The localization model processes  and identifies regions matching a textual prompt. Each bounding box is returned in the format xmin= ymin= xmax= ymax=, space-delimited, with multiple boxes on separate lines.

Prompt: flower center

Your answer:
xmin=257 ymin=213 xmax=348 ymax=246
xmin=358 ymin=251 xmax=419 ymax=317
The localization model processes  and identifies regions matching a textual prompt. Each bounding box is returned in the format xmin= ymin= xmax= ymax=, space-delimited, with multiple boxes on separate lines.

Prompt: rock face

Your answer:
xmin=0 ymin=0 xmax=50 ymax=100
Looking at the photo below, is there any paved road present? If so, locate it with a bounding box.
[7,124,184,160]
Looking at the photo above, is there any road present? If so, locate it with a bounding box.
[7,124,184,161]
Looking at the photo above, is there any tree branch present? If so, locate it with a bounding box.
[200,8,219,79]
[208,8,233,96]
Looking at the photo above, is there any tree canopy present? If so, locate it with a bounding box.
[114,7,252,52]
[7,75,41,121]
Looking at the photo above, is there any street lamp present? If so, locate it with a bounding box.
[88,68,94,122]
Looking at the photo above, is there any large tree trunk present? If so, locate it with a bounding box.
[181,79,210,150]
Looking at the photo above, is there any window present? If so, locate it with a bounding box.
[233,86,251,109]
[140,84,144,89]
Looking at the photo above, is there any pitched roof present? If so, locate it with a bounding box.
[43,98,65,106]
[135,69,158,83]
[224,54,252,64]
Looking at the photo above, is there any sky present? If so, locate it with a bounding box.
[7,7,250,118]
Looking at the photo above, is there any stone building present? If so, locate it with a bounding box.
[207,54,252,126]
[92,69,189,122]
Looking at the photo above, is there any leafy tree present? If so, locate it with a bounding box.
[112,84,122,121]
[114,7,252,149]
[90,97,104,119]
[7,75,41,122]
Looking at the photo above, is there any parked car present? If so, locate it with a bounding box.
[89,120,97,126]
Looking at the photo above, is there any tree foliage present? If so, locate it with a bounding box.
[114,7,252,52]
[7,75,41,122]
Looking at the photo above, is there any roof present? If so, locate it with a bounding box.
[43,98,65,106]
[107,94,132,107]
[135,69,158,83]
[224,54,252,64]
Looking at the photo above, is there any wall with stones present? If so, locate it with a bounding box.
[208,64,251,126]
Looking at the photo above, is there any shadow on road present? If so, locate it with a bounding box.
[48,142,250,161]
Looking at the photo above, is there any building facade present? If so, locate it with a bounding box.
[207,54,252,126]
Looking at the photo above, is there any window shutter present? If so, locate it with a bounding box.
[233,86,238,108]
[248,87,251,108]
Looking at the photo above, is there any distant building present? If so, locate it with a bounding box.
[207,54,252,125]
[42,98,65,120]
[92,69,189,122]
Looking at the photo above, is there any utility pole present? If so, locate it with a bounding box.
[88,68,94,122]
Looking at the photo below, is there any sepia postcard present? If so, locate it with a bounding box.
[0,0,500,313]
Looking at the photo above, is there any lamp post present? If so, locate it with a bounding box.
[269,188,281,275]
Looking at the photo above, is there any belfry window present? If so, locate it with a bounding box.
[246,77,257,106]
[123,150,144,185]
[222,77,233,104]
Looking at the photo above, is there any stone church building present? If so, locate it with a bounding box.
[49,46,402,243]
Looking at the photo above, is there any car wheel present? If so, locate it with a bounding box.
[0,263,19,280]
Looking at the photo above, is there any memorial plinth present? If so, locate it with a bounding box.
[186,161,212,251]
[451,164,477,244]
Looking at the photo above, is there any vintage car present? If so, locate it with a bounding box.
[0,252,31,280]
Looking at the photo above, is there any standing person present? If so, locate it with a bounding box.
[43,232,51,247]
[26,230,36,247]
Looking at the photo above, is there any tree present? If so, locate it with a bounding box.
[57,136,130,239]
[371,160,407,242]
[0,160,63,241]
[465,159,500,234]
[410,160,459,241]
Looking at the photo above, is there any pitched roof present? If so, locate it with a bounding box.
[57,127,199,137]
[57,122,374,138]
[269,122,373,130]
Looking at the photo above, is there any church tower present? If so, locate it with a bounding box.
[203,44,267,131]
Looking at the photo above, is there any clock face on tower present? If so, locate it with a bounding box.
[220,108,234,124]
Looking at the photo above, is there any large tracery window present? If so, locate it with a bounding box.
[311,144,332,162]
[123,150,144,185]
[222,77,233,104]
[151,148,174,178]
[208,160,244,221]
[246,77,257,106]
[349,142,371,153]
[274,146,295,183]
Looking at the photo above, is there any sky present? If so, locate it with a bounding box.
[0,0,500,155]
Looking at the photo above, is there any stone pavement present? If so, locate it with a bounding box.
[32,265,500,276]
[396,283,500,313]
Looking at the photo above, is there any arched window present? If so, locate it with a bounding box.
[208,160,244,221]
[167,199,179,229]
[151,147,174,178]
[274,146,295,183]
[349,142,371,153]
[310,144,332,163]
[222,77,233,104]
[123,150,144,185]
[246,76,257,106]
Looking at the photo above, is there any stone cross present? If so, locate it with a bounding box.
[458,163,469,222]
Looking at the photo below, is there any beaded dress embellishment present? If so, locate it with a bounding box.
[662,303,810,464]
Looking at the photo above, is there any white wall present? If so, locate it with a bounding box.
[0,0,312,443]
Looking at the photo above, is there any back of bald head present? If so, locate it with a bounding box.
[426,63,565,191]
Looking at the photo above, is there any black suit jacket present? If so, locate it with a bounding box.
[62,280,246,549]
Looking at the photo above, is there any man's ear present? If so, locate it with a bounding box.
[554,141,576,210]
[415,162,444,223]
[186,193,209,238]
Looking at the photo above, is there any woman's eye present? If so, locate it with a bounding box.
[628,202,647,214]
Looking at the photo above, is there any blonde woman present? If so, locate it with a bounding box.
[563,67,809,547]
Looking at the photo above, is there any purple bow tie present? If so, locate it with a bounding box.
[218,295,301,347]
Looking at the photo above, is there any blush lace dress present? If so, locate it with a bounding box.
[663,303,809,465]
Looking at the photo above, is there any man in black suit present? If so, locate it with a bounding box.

──────────────────────────────

» **THE EXERCISE**
Recast the entries between the line holding "Looking at the photo above, is there any clock" and the line holding "[563,67,809,547]", inclusive, as a numbered list with blank lines left out.

» **RESULT BELOW**
1. Looking at the photo above, is there any clock face on tower present? If so, locate it with a bounding box.
2. [220,108,234,124]
3. Looking at the photo above, is there any large tracery window present? If so, locate it with a bounding box.
4. [311,144,332,162]
5. [123,150,144,185]
6. [222,77,233,104]
7. [151,148,174,178]
8. [208,160,244,221]
9. [246,77,257,106]
10. [349,142,371,153]
11. [274,146,295,183]
12. Looking at the photo above, is there any sky present? If so, locate it with a bounding box.
13. [0,0,500,155]
14. Looking at the photo above, is there any stone pavement present? If so, locate it with a bounding box.
15. [32,265,500,276]
16. [396,283,500,313]
17. Looking at the photo above, is there any arched window present? If so, locate it with a bounding box.
18. [208,160,244,221]
19. [167,199,179,229]
20. [151,147,174,178]
21. [274,146,295,183]
22. [349,142,371,153]
23. [310,144,332,163]
24. [222,77,233,104]
25. [123,150,144,185]
26. [246,76,257,106]
27. Looking at the photo above, is there any stone cross present? If so, locate it with a bounding box.
28. [458,163,469,222]
29. Looking at the photo below, is there any beaded dress embellishment present? If so, locate it with a bounding box.
30. [662,303,810,464]
31. Looking at the photo above, is there any white wall present? If so, locate it with a bounding box.
32. [0,0,312,443]
33. Looking at the photo above, is there any back of bald head present? If so, locate it with a bounding box.
34. [426,63,565,191]
35. Looking at the photo above, is there any black suit jacket present? If so, locate it with a bounding box.
36. [62,280,246,549]
37. Looking at the photo above, is there any man's ear present? If so, locate it with a bounding box.
38. [554,141,576,210]
39. [415,162,444,223]
40. [186,193,209,238]
41. Looking at the photo above, is there any woman's eye present? If so, locate it with a bounding box.
42. [628,202,647,214]
43. Looking at the photo above, is there any blonde woman present? If so, locate it with a bounding box.
44. [563,67,809,547]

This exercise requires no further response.